# Aim of the task:
In the records that follow, find each line containing "white" and copy it.

━━━ Provided entries

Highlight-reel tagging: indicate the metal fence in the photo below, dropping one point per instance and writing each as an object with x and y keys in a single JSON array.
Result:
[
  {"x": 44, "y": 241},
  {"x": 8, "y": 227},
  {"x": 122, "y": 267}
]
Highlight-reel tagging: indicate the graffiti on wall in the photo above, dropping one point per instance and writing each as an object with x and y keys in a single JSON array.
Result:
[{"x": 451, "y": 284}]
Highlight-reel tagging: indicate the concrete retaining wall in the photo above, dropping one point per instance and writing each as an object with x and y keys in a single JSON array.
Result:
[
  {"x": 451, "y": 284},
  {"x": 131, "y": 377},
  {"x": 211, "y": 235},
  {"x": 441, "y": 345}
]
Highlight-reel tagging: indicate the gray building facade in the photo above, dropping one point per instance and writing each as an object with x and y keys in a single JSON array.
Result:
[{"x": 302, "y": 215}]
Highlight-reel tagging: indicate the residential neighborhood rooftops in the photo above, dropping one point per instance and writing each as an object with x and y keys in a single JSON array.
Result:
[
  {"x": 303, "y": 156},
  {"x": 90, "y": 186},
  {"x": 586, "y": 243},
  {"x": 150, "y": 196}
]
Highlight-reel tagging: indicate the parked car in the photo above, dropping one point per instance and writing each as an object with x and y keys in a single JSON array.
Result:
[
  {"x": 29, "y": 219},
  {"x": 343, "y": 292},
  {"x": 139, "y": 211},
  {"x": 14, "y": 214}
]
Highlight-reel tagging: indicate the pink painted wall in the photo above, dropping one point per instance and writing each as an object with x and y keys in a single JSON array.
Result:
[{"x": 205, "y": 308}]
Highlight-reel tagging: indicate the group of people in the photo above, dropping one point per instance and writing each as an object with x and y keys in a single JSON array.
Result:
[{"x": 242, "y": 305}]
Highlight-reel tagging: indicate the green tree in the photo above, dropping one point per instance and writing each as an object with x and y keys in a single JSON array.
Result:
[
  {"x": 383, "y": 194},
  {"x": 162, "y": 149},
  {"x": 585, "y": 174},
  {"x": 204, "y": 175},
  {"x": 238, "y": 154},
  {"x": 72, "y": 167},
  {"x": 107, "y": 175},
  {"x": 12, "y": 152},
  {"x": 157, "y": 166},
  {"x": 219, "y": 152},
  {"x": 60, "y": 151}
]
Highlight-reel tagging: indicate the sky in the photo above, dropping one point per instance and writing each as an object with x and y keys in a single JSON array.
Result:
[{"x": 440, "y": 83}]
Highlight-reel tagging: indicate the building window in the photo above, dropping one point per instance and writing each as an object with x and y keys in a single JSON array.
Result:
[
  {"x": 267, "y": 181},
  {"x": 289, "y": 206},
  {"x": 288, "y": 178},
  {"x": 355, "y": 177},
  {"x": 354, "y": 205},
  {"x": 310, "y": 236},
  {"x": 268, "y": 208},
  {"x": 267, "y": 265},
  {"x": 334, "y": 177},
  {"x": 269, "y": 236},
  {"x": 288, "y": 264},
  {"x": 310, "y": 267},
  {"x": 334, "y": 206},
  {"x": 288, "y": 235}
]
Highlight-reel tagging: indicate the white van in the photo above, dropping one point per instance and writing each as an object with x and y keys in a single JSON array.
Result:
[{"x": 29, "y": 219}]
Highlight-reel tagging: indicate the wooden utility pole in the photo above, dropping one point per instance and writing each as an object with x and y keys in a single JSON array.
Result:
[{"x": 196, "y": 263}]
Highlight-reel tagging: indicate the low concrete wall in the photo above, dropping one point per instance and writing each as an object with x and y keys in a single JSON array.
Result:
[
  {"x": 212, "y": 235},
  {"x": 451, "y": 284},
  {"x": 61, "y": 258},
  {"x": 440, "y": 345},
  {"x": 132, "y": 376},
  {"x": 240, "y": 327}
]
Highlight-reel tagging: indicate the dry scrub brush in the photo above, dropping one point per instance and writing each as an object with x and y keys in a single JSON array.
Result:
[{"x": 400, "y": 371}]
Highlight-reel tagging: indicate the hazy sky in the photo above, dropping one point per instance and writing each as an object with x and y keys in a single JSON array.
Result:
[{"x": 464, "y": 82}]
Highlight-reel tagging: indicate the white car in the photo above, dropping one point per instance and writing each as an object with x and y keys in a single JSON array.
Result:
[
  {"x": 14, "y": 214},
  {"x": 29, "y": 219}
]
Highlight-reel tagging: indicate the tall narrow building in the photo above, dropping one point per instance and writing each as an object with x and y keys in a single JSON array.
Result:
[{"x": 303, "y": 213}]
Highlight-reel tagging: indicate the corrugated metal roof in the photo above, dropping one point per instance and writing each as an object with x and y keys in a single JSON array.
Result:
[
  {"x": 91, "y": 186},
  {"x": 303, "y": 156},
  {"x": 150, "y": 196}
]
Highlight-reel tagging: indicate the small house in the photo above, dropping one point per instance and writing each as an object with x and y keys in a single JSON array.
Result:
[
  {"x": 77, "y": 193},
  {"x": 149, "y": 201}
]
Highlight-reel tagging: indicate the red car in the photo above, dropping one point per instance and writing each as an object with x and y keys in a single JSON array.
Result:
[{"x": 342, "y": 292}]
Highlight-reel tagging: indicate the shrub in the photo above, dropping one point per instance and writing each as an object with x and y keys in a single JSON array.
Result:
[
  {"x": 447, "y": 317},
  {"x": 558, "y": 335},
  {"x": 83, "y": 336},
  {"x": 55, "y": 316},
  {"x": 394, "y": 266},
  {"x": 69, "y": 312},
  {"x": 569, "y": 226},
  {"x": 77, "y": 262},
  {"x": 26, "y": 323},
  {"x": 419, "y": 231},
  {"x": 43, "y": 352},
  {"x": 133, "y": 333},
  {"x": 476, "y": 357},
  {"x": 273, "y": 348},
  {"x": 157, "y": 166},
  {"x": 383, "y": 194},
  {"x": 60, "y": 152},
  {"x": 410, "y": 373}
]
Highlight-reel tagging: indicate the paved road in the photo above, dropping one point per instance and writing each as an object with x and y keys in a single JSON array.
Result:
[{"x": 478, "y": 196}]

━━━━━━

# Output of the exercise:
Highlight-reel tagging: indicate the white van in the photo above, dropping one point per instance and writing each as an object with x and y keys in a single JSON array.
Highlight-reel tagging: indicate the white car in the photo above, dropping one point per instance and writing each as an object with x and y keys in a single JSON array.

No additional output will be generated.